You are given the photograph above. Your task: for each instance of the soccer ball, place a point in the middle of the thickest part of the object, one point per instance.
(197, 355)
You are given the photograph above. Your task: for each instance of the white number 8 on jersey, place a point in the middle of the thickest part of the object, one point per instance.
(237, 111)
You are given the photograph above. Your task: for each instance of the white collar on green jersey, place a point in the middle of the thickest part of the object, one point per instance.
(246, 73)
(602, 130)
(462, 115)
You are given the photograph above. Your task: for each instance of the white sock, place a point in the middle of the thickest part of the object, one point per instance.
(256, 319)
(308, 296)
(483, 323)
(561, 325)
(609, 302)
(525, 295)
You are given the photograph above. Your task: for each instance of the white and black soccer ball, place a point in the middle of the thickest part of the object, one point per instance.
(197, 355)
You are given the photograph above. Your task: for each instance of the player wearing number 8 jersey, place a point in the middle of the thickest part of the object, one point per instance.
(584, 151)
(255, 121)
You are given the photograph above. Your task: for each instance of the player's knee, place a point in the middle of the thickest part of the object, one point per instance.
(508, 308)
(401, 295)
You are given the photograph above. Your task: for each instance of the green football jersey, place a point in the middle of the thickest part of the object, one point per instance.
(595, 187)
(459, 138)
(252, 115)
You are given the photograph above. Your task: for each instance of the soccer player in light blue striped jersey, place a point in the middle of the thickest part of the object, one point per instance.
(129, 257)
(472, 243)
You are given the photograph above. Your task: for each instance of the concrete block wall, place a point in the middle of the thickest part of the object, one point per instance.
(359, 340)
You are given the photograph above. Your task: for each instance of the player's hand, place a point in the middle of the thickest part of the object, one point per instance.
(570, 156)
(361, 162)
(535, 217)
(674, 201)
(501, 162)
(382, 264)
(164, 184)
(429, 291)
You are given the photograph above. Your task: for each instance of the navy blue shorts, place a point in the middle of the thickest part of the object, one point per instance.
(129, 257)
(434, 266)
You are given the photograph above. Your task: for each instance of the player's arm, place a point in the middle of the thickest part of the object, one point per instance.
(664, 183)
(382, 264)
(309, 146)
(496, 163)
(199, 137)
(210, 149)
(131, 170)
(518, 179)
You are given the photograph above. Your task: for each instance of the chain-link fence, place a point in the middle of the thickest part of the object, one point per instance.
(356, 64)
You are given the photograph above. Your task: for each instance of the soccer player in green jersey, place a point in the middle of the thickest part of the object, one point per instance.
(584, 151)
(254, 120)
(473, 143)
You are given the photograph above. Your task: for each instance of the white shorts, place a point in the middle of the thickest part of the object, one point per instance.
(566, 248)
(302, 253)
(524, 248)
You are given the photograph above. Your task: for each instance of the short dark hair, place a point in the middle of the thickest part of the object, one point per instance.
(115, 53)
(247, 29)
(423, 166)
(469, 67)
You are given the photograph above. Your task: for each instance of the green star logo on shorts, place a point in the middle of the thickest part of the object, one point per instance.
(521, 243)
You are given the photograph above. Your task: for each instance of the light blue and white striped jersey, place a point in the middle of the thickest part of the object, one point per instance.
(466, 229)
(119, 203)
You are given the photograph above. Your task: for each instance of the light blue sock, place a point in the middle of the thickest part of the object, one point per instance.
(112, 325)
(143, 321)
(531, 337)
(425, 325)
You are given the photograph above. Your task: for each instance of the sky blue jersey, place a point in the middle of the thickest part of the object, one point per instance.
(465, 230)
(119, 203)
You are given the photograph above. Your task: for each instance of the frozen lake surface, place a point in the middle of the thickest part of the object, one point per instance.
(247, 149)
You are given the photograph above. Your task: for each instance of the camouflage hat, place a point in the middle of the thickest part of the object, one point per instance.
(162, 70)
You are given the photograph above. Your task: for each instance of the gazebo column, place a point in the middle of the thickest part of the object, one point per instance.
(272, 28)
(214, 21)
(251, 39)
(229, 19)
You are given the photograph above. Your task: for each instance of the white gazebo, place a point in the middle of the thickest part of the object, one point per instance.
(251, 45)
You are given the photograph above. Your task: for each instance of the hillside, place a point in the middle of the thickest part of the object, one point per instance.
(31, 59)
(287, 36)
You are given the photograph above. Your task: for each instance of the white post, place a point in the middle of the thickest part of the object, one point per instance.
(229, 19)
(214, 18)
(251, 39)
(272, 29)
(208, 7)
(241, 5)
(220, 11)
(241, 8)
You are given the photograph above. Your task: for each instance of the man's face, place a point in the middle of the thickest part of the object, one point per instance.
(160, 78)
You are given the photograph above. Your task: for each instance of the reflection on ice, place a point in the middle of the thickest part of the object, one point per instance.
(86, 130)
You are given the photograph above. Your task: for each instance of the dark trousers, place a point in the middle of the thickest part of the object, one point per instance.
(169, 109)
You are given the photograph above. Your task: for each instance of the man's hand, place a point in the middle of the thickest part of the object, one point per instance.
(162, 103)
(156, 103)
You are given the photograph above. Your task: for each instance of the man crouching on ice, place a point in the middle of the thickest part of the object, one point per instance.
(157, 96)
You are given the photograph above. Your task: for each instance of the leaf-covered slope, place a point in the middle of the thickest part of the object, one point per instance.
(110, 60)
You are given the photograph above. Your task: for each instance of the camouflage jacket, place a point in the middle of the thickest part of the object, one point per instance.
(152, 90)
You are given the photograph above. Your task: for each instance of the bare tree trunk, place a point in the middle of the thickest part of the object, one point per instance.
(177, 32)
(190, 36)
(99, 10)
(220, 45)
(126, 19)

* * *

__GIVEN PROBLEM__.
Output the records above in their entirety, exactly.

__CORRECT OUTPUT__.
You are given the photograph above. Your task: for each instance of the soccer ball, place a point in the middle of the thickest part of the object, one point per instance.
(197, 355)
You are given the photograph above. Your task: for each instance of the white number 8 on jersey, place a point in the middle of the thickest part of the object, one point per instance.
(237, 111)
You are given the photograph above. Your task: for each instance of the white collar on green jersey, place a point in the middle of the thickest part of the object, one point per instance.
(246, 73)
(602, 130)
(462, 115)
You are given the photograph above. Your task: for each instance of the white sock, place a point in the middle of the thickest part of the object, one point per instance.
(256, 319)
(308, 296)
(483, 323)
(561, 325)
(609, 302)
(525, 295)
You are given the photograph above. Your task: for each instance of the white and black soccer ball, place a point in the middle of the thickest part of the object, one point per instance.
(197, 355)
You are given the photograph above. Your task: for each instance of the player wearing number 8 jersey, place a point in the middle of the thickest part of the object, one point per instance.
(584, 151)
(255, 121)
You are given the photograph above. Your task: for each instance of the player's knee, place a point in the middle of the thickest part of the object, one point per instance.
(508, 308)
(401, 295)
You are given the photograph above. Your task: for each instance of the green football jersey, place a point in the middle of the thickest part of the object, one point per instance.
(595, 187)
(459, 138)
(252, 115)
You are given the photograph above. Your task: for each instance of the soccer player in light blue striped jersey, place a point in the middle of the thickest part of the object, one point per instance.
(129, 257)
(472, 243)
You are given the photograph above. Your task: for each instance of the concrete block wall, place a point in the middle of the thickest part of the object, one point per instance.
(359, 340)
You are given the photograph above. Your task: for each instance of the player's hand, place a point in the middle of the thickest part of the object, one point per instance.
(570, 156)
(361, 162)
(535, 217)
(674, 201)
(501, 162)
(382, 264)
(164, 184)
(429, 291)
You are given the photograph above. Your task: for each instance of the navy blue shorts, place a point in the middle of the thickest part of the object, one point per instance.
(129, 257)
(434, 266)
You are given the photograph above. Your task: for each instance of the player's arm, place a point in the middle of the thickest part of the object, one point per instance.
(664, 183)
(382, 264)
(309, 146)
(496, 163)
(199, 137)
(210, 149)
(131, 170)
(518, 179)
You are given the photograph above. Your task: for each instance of the chain-link fence, place a point in the middle of the thickest part of the object, one point per instance.
(356, 64)
You are given the photograph above. Your task: for each instance of the soccer player in green jersey, place a point in the middle of the thickest part of the object, one point per instance.
(584, 151)
(254, 120)
(473, 143)
You are given the photograph above. Your task: for each instance of the white shorts, place a point in the middle of the thickest part of the object, one point per instance.
(566, 248)
(302, 253)
(524, 248)
You are given the photograph above. Your task: for each instance of the short dark hair, place a point in the middle of the thickest part of the object, one point per instance.
(115, 53)
(247, 29)
(423, 166)
(469, 67)
You are given the photograph above. Your task: for each instance of the green star logo on shorts, place a point in the middle of the thickest part of the object, one point per instance.
(521, 243)
You are given the photograph above. Your task: for each instance of the light blue and white striped jersey, place a point in the middle of the thickest part of the object, one point per instance.
(466, 229)
(119, 203)
You are given the photograph above. Your task: for each instance of the light blue sock, place a point in the middle of the thickest part of the object, one point per instance.
(112, 325)
(143, 321)
(531, 337)
(425, 325)
You are given the photograph above. Your task: for each instance of the sky blue jersey, place a point in the middle of the thickest part of the object, one point per instance.
(465, 230)
(119, 203)
You are given the photograph above. Your task: for each instance of the frozen lake surface, place a point in the middle of the thickest part of the object, one point per instance.
(247, 149)
You are given the photograph above. Your task: for each instance of the camouflage hat, place a point in the middle of the thickest part of the object, one point per instance.
(162, 70)
You are given the photograph above. Your task: for each instance of the gazebo column, place a point in the middle of the thickest part of the object, one point per instance.
(272, 28)
(214, 21)
(251, 39)
(229, 19)
You are given the photograph above. Your task: for each instance of the white gazebo, place a point in the middle of the thickest part of the object, one point per instance.
(251, 45)
You are given the photograph above. Your task: for each instance of the hillside, place a point in the middle of the thickest part of the object, one point per instance.
(31, 59)
(287, 36)
You are given the photograph above. Your task: for each instance of the white post, place a point in the middle of the thickest part of the object, one point per instance.
(229, 19)
(214, 18)
(251, 39)
(272, 29)
(208, 7)
(241, 5)
(220, 11)
(241, 8)
You are given the photograph above. Your task: for each instance of the man's face, place a point in the middle of the thickest part of the object, one point per instance.
(160, 78)
You are given the photograph above. Your task: for each instance of the reflection on ice, place a point in the middle of the thickest part of the object, one point per instance.
(86, 130)
You are given the photograph above. Your task: for each instance of the dark trousers, place a point in the middle of the thickest part of the object, one point per instance.
(169, 109)
You are given the photograph above. Your task: for each instance of the man's hand, place a point in the middle of the thickest part of the object, one point per instance.
(162, 103)
(156, 103)
You are given the photograph above. Your task: for each instance of the man crouching on ice, place a point in the middle of the thickest part of the object, one point per instance.
(157, 96)
You are given the photograph above. Your task: for each instance of the leaf-covered slope, place a point in the middle of the thickest part of the object, one point per instance.
(110, 60)
You are given the photograph above. Your task: for each instance of the camouflage jacket, place a point in the middle of the thickest part of the object, one point per instance.
(152, 90)
You are given the photograph above. Your task: for each instance of the bare tree trunk, place a point in the middle of the thickest part of the object, one point per instance.
(177, 32)
(190, 36)
(99, 10)
(220, 45)
(126, 19)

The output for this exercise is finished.